[Document section]

Skip to main content

Exemplary implementation of the epcis event hash generator algorithm described in the README

Project description

EPCIS Event Hash Generator

Build Status Linter Status Docker Release Build

This is a proposal/reference implementation for a method to uniquely identify an EPCIS event or validate the integrity thereof. To this end, a syntax-/representation-agnostic approach based on hashing is developed. The PROTOTYPICAL DEMO SOFTWARE takes an EPCIS Document (either formatted in XML or JSON-LD) and returns the hash value(s) of the contained EPCIS events representing a unique fingerprint thereof.

EPCIS event hash generator algorithm illustration

Status of the reference implementation

The current (v1.6.0 at the time of writing) set of examples and implementation of the json parser is based on an old version of the EPCIS 2.0 JSON schema, see https://github.com/RalphTro/epcis-event-hash-generator/issues/37 . Currently, only the XML hashing should be used. See https://github.com/gs1/EPCIS/blob/master/JSON/ for the current (still draft) version of the JSON schema and for examples.

TL;DR

The implementation provided here is a prototypical reference implementation meant for testing against other implementations, but not meant for production. If you discover that this implementation does not conform perfectly to the algorithm description or contains any other bugs, please file an issue at https://github.com/RalphTro/epcis-event-hash-generator/issues .

Command Line

The Hashing Algorithm described below is implemented as a python script, including a command line utility which can be run directly.

The package is release on PyPI at https://pypi.org/project/epcis-event-hash-generator/ hence it can be installed via

python3 -m pip install epcis_event_hash_generator

For usage information run

python3 -m epcis_event_hash_generator -h

Web Service

The script also comes wrapped as a web service in a docker image for ease of integration into a testing environment. You may use

Introduction

There are situations in which organisations require to uniquely refer to a specific EPCIS event. For instance, companies may only want to store the hash value of a given EPCIS event on a distributed shared ledger ('blockchain') instead of any actual payload. Digitally signed and in conjunction with a unique timestamp, this is a powerful and effective way to prove the integrity of the underlying event data. Another use case consists to use such an approach to populate the eventID field with values that are intrinsic to the EPCIS event - if an organisation captures an event without an eventID (which is not required as of the standard) and sends that event to a business partner who needs to assign a unique ID, they can agree that the business partner populates the eventID field applying this methodology before storing the event on the server. If the organisation later wants to query for that specific event, it knows how the eventID was created, thus is able to query for it through the eventID value. EPCIS events have a couple of differences to other electronic documents:

  • They are embedded in an EPCIS document that can contain multiple events
  • As of EPCIS 2.0, it is permitted to capture and share EPCIS data through two different syntaxes (XML and JSON/JSON-LD)

[Supplied entries]

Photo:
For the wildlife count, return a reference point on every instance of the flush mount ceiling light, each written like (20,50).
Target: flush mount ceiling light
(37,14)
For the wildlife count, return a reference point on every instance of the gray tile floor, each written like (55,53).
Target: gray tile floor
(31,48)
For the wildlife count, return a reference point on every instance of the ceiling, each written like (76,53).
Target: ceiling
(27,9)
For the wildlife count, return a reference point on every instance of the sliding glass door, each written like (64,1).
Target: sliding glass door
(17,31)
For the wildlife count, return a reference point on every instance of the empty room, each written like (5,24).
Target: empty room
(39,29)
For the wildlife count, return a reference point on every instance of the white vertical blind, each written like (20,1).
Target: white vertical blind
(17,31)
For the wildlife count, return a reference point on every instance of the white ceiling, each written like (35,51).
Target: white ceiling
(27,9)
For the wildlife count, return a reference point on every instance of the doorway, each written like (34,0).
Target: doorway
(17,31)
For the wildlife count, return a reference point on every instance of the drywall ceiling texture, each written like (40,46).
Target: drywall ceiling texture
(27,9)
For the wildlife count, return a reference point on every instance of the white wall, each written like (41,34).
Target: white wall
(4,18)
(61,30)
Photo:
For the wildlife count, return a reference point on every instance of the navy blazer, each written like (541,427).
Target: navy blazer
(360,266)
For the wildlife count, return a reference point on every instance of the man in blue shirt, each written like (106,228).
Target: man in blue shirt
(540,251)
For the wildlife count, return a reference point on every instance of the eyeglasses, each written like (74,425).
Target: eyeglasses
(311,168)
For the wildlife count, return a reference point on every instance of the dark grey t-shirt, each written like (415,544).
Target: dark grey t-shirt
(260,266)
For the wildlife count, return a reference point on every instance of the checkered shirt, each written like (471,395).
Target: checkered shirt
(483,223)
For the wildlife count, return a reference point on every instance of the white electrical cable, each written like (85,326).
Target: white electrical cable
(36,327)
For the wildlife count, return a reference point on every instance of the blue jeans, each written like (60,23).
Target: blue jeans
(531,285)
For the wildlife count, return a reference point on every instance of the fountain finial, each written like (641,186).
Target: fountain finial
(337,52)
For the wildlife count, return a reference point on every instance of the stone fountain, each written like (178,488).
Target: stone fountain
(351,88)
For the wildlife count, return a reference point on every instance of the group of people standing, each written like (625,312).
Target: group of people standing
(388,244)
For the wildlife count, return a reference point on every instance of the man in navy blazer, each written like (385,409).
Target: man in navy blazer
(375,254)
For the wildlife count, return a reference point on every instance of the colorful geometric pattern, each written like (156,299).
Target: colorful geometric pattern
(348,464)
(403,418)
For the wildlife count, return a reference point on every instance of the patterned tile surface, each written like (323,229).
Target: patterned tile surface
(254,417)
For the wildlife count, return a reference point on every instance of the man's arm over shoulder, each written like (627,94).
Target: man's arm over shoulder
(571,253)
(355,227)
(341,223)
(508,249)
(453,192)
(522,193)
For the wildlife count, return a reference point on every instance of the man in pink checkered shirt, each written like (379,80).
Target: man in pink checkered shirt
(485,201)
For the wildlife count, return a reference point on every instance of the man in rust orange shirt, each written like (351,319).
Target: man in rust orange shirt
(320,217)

[Given task 1]
Translate this sentence from the EPCIS event hash generator description into Spanish: "The script also comes wrapped as a web service in a docker image for ease of integration into a testing environment."
[Given task 2]
Retype the passage of the EPCIS event hash generator description starting at "Build Status Linter" and ending at "unique fingerprint thereof.".

[Correct answer 1]
El script también se ofrece empaquetado como servicio web en una imagen de Docker para facilitar su integración en un entorno de pruebas.

[Correct answer 2]
Build Status Linter Status Docker Release Build

This is a proposal/reference implementation for a method to uniquely identify an EPCIS event or validate the integrity thereof. To this end, a syntax-/representation-agnostic approach based on hashing is developed. The PROTOTYPICAL DEMO SOFTWARE takes an EPCIS Document (either formatted in XML or JSON-LD) and returns the hash value(s) of the contained EPCIS events representing a unique fingerprint thereof.